WHAT THE TASK REQUIRES = Lay out as a JSON list of strings, one string per line and with blank lines omitted, everything from the line containing "[segment] reflection in" down to the last of the lines below.

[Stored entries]
________________________________________

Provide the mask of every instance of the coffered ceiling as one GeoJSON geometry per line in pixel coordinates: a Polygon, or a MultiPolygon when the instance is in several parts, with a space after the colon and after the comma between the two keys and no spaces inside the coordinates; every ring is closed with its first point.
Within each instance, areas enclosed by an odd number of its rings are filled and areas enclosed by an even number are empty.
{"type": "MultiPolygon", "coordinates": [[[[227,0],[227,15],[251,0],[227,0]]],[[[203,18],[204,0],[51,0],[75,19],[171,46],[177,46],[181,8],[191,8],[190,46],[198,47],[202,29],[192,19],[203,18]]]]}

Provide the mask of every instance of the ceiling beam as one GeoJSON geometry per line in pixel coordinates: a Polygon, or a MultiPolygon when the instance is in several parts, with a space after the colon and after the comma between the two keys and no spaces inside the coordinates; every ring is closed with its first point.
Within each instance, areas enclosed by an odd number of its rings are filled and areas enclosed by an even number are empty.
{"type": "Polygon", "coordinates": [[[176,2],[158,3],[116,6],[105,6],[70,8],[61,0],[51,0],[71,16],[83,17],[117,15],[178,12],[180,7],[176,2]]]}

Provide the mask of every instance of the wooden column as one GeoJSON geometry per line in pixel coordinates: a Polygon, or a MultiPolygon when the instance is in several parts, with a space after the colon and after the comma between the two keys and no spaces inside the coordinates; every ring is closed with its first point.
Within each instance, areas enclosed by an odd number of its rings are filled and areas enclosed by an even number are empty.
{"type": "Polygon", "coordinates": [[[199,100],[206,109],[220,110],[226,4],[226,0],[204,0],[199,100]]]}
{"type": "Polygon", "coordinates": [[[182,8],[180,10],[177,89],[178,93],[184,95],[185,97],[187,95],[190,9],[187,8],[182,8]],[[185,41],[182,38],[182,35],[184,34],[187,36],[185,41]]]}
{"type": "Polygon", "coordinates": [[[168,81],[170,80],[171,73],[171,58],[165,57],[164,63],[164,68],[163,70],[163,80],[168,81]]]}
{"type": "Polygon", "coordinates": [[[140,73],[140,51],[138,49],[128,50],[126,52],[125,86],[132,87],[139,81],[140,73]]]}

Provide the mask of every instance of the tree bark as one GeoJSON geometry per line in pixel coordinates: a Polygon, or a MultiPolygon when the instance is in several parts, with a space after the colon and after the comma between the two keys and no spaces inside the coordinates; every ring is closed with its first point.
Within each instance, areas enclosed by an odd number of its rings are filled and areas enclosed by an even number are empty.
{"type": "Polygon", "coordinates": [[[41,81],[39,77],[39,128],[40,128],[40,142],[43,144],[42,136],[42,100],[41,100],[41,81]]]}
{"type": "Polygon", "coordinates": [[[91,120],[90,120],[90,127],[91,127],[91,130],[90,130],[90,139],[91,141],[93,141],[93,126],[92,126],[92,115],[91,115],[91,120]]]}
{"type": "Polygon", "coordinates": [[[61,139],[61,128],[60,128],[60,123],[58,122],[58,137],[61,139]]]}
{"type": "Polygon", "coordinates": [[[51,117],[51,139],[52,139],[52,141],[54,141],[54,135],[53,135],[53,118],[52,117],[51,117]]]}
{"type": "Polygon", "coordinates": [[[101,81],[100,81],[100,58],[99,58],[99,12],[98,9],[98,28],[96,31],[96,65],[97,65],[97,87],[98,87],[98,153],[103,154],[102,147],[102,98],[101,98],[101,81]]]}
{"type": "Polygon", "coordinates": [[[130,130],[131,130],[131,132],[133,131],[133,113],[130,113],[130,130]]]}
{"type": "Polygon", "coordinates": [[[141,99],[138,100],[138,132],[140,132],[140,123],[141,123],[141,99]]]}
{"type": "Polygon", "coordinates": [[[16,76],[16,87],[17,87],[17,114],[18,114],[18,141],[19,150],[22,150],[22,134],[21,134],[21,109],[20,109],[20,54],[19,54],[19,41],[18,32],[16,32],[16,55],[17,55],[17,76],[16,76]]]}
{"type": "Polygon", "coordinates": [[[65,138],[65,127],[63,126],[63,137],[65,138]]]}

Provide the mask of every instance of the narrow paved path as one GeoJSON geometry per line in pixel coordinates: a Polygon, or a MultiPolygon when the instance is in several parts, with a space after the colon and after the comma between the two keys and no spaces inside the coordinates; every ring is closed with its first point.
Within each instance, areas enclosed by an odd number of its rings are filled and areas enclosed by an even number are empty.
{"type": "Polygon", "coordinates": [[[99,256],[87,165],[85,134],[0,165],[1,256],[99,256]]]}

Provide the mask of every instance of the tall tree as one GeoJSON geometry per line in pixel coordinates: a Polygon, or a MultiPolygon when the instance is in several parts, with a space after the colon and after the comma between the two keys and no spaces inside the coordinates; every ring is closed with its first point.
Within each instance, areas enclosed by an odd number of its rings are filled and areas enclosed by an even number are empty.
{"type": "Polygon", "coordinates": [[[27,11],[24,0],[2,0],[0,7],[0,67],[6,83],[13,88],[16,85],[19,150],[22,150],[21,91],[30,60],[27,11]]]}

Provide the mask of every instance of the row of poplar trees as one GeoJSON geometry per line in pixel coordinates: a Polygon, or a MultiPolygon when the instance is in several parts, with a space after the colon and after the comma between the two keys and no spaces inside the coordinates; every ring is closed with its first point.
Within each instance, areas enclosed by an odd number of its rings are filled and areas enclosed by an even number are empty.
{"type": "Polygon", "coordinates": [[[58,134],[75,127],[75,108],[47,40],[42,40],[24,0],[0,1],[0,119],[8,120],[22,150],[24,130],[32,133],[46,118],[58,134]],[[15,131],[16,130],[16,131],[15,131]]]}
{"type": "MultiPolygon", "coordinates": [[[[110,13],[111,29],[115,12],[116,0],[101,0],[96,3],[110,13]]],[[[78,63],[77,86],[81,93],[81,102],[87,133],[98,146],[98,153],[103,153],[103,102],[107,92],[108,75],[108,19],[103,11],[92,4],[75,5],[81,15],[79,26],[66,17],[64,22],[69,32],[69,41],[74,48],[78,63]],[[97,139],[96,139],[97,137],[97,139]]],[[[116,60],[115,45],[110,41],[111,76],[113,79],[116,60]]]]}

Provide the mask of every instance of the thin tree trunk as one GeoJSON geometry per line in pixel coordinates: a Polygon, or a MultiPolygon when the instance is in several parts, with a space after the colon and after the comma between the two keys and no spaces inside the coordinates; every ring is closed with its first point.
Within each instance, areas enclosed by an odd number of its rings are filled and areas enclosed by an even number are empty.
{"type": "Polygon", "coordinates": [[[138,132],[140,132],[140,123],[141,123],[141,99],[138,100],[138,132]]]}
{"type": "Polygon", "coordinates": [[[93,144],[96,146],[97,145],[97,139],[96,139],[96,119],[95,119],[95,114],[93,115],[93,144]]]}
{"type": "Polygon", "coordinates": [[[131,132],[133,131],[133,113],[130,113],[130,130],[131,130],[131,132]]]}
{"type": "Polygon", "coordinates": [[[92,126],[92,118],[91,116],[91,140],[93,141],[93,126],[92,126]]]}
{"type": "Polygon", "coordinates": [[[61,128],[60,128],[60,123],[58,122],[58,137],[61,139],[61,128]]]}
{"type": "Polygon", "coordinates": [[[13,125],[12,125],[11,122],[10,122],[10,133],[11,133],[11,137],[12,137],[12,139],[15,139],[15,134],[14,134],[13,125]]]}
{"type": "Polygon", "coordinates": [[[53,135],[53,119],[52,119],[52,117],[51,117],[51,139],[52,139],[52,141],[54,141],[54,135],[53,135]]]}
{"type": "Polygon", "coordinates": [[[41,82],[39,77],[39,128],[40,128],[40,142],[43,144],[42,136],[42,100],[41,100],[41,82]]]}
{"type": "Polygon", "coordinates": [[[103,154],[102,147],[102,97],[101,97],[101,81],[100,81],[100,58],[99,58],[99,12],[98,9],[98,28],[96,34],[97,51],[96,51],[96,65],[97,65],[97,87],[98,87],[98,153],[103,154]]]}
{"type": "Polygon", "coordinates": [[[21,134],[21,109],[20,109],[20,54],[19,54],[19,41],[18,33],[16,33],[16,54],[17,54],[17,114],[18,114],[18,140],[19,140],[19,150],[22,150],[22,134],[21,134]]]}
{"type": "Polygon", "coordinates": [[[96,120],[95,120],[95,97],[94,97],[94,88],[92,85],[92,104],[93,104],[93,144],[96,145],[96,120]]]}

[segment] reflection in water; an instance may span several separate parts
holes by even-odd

________________________________________

TASK RESULT =
[
  "[segment] reflection in water; an instance may span several separate parts",
  "holes by even-odd"
]